### [What the task asks]
Repeat the entries that appear below, exactly and in full.

(Saved entries)
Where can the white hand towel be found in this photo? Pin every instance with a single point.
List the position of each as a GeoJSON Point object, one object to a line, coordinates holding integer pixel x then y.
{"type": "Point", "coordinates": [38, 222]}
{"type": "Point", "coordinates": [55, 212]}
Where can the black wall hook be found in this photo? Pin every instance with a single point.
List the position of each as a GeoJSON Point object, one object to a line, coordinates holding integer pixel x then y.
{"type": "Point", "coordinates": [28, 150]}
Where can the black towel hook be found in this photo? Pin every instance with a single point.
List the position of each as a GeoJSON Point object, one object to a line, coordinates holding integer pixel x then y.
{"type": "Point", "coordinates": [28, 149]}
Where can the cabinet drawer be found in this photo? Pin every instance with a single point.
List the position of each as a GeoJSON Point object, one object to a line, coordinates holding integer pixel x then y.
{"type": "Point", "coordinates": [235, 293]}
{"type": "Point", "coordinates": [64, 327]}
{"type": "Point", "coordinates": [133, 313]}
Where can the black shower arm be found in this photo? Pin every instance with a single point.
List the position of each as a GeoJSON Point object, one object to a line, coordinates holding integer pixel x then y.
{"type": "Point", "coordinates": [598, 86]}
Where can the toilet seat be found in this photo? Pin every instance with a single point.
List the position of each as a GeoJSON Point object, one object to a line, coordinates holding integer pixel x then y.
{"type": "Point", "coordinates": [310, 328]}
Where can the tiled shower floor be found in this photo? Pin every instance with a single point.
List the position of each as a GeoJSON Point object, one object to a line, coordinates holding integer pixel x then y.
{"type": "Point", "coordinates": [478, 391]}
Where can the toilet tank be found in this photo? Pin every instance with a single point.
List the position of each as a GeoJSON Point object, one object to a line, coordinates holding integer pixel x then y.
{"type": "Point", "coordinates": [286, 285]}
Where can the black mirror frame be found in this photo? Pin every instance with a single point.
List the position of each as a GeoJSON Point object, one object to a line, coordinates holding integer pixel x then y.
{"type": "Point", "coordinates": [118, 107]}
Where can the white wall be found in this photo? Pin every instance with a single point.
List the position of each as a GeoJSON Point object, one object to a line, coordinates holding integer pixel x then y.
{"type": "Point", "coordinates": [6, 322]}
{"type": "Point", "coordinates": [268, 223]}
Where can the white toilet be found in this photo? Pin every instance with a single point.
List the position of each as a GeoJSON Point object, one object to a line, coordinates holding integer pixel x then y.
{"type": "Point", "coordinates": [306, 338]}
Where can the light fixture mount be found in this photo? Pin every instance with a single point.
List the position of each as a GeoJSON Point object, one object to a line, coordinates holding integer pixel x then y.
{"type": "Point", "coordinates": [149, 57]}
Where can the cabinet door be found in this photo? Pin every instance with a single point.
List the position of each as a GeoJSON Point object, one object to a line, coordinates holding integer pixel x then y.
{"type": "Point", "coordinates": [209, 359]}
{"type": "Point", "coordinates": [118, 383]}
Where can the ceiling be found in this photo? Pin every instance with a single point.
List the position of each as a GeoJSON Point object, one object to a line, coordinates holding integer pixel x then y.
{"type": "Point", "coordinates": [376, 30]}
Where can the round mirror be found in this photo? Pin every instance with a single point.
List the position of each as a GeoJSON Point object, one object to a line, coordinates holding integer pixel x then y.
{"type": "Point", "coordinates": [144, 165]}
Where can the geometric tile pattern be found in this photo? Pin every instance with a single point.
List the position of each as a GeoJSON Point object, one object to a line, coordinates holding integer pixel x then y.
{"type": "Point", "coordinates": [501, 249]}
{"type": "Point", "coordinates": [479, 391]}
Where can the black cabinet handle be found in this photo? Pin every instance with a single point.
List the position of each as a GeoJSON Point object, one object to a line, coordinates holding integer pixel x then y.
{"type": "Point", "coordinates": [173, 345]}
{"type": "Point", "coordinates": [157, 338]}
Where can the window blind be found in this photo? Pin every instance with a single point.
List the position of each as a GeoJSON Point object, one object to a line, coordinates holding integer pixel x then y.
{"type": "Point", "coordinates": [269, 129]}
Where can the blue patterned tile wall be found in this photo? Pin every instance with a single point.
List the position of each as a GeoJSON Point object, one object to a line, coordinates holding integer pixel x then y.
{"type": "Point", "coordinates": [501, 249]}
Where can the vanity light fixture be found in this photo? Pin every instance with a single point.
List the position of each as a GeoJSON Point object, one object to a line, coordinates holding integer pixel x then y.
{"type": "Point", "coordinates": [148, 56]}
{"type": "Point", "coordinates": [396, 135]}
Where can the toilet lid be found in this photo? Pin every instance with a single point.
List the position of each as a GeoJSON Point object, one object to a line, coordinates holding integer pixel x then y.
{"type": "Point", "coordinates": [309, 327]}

### [Expected answer]
Where can the white hand towel be found in this photo? Pin every instance with a single point.
List the position of each as a GeoJSON Point object, one object to a line, coordinates holding integer pixel x then y.
{"type": "Point", "coordinates": [38, 222]}
{"type": "Point", "coordinates": [55, 212]}
Where can the black wall hook be found in this photo? Pin every instance with a single point.
List the position of each as a GeoJSON Point object, one object to a line, coordinates holding integer pixel x then y.
{"type": "Point", "coordinates": [28, 150]}
Where can the black towel hook be found in this photo? Pin every instance with a single point.
List the position of each as a GeoJSON Point object, one object to a line, coordinates holding integer pixel x then y.
{"type": "Point", "coordinates": [28, 149]}
Where can the cabinet drawer be found in this photo? Pin every instance with a single point.
List the position of each as a GeoJSON Point object, one object to a line, coordinates holding integer pixel x then y.
{"type": "Point", "coordinates": [235, 293]}
{"type": "Point", "coordinates": [64, 327]}
{"type": "Point", "coordinates": [133, 313]}
Where can the black shower arm be found in this photo? Pin every instance with a single point.
List the position of each as a GeoJSON Point object, one object to a line, coordinates holding integer pixel x then y.
{"type": "Point", "coordinates": [598, 86]}
Where can the toilet seat be found in this photo? Pin every instance with a single point.
List the position of each as a GeoJSON Point object, one object to a line, coordinates holding integer pixel x then y.
{"type": "Point", "coordinates": [310, 328]}
Where can the tiled shower floor be found in this photo? Pin every instance with a single point.
List the position of each as a GeoJSON Point object, one object to a line, coordinates holding integer pixel x then y.
{"type": "Point", "coordinates": [478, 391]}
Where can the toilet tank be found in this photo? Pin every instance with a single point.
List the position of each as a GeoJSON Point object, one object to a line, coordinates holding integer pixel x then y.
{"type": "Point", "coordinates": [286, 285]}
Where can the black mirror frame be found in this photo? Pin every instance with a single point.
List the position of each as a GeoJSON Point object, one object to a line, coordinates holding integer pixel x then y.
{"type": "Point", "coordinates": [118, 107]}
Where can the white wall be found in this photo? Pin every instance with a single point.
List the position of each as a GeoJSON Point object, one object to a line, coordinates holding integer pixel x then y.
{"type": "Point", "coordinates": [6, 322]}
{"type": "Point", "coordinates": [268, 223]}
Where can the white toilet be found in this photo? Pin every instance with a single point.
List the position of each as a GeoJSON Point object, one object to a line, coordinates holding integer pixel x then y.
{"type": "Point", "coordinates": [306, 338]}
Where can the light fixture mount be found in this photo? Pin every instance with a single point.
List the position of each as a GeoJSON Point object, one object to a line, coordinates holding integer pixel x then y.
{"type": "Point", "coordinates": [149, 57]}
Where can the cabinet door be found in this photo? Pin every instance with a single point.
List the position of each as a GeoJSON Point object, one object to a line, coordinates holding integer pixel x then y.
{"type": "Point", "coordinates": [209, 359]}
{"type": "Point", "coordinates": [118, 383]}
Where can the ceiling be found in this photo? Pin every instance with a single point.
List the position of each as a GeoJSON Point object, one object to a line, coordinates holding integer pixel x then y.
{"type": "Point", "coordinates": [376, 30]}
Where can the round mirror be found in this photo? Pin every instance with a single point.
List the position of each as a GeoJSON Point object, one object to a line, coordinates holding integer pixel x then y.
{"type": "Point", "coordinates": [144, 165]}
Where can the geometric tile pattern be found in this photo? Pin every instance with a single point.
List the position of each as a GeoJSON Point object, one object to a line, coordinates holding integer pixel x then y.
{"type": "Point", "coordinates": [501, 249]}
{"type": "Point", "coordinates": [479, 391]}
Where can the black cabinet handle be found in this photo? Pin every instance with a single point.
List the position of each as a GeoJSON Point object, one object to a line, coordinates holding integer pixel x then y.
{"type": "Point", "coordinates": [173, 345]}
{"type": "Point", "coordinates": [157, 338]}
Where can the window blind be found in this photo? Pin every instance with a single point.
List the position of each as a GeoJSON Point object, one object to a line, coordinates holding integer pixel x then y.
{"type": "Point", "coordinates": [269, 129]}
Where can the blue patterned tile wall be found in this photo? Pin every instance with a single point.
List the position of each as a GeoJSON Point object, one object to a line, coordinates holding integer pixel x then y.
{"type": "Point", "coordinates": [501, 249]}
Where can the vanity light fixture be found in this photo? Pin every instance with a single point.
List the position of each as a GeoJSON Point object, one object to a line, coordinates holding integer pixel x then y.
{"type": "Point", "coordinates": [148, 56]}
{"type": "Point", "coordinates": [396, 135]}
Where can the toilet lid be found in this photo? Pin every instance with a single point.
List the position of each as a GeoJSON Point object, one object to a line, coordinates holding integer pixel x then y.
{"type": "Point", "coordinates": [309, 327]}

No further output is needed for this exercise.